__What to work on__.
The data below is to be repeated in full, exactly as shown.

__Records for the exercise__.

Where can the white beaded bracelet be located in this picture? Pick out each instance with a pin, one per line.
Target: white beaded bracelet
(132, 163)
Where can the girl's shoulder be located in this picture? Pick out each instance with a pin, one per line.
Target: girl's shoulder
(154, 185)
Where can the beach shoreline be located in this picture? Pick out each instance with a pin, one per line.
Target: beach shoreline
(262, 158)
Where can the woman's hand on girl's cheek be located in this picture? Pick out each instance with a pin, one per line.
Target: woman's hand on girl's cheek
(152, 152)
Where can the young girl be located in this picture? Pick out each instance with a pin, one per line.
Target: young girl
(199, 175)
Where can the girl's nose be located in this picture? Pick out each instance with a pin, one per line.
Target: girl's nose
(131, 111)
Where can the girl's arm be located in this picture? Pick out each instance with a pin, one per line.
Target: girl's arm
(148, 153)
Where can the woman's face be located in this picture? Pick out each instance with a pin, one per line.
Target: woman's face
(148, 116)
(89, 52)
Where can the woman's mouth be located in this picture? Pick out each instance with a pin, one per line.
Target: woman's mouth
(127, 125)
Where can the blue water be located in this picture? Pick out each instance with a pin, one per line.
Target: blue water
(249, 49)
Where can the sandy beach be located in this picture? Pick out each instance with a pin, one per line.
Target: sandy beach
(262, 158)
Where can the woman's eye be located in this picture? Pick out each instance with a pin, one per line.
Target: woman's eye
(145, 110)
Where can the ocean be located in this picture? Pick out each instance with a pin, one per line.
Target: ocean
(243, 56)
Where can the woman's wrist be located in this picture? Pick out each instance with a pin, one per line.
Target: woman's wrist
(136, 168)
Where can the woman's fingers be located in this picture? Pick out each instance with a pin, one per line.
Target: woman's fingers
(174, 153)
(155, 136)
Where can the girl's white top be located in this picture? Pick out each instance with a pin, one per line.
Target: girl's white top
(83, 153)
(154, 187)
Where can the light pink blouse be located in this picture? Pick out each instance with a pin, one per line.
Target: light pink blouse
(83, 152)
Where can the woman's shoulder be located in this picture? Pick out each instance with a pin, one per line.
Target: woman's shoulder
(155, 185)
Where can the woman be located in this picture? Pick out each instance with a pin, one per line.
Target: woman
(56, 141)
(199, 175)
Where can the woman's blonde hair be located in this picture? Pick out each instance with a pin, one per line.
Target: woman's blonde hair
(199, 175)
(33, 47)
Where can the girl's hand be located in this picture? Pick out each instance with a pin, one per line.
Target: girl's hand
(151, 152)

__Reply to the exercise__.
Where can the white beaded bracelet be located in this picture? Pick out each instance with a pin, one per line.
Target: white beaded bracelet
(132, 163)
Where can the girl's shoulder be located in this picture? Pick out each instance with a pin, one per line.
Target: girl's shoulder
(154, 185)
Where can the beach shoreline be located in this picture? Pick out each instance with a pin, one per line.
Target: beach shoreline
(262, 158)
Where can the woman's hand on girl's cheek be located in this picture? Pick out each instance with a pin, one per line.
Target: woman's hand on girl's cheek
(152, 152)
Where can the young girl be located in this picture? Pick out each instance with a pin, one per line.
Target: young girl
(199, 175)
Where can the girl's nose be located in this picture? Pick out each instance with a pin, one per line.
Target: girl's nose
(131, 111)
Where can the girl's arm be located in this picture? Pick out each instance with a pin, one per line.
Target: girl's arm
(148, 153)
Where can the woman's face be located in this picture? Pick out each instance with a pin, one per line.
Target: woman's face
(148, 116)
(89, 52)
Where can the woman's mouth be located in this picture? Pick out each instance with a pin, one per line.
Target: woman's mouth
(127, 125)
Where can the blue water be located in this picture? Pick out each instance with a pin, one per line.
Target: blue water
(249, 49)
Where can the sandy beach be located in this picture? Pick out each instance with a pin, one per line.
Target: sandy beach
(262, 158)
Where can the woman's eye be located in this picture? Pick out each instance with a pin, one per line.
Target: woman's eye
(145, 110)
Where can the ocean be located in this picture? Pick out each instance with a pin, one per line.
Target: ocean
(243, 56)
Where can the woman's wrist be located in this picture? Pick out each instance with a pin, one per line.
Target: woman's wrist
(136, 168)
Where can the woman's fingers be located in this picture? Pick out each instance with a pin, one per line.
Target: woman's fingers
(174, 153)
(155, 136)
Where can the girl's white top be located in this picture? Pick out each instance with a pin, one per line.
Target: girl's white top
(83, 153)
(154, 187)
Where can the light pink blouse be located in this picture? Pick out each instance with a pin, one per line.
Target: light pink blouse
(83, 152)
Where can the woman's shoulder be located in this picture? Pick out each instance with a pin, one per line.
Target: woman's shoulder
(155, 185)
Where can the woman be located in this picture? Pick out each instance with a pin, one per line.
Target: woman
(56, 141)
(199, 175)
Where can the woman's blonde hair be located in this picture? Pick out each instance with a pin, one per line.
Target: woman's blonde hair
(199, 175)
(33, 47)
Where can the girl's hand be located in this picture? Pick out each instance with a pin, one per line.
Target: girl's hand
(151, 152)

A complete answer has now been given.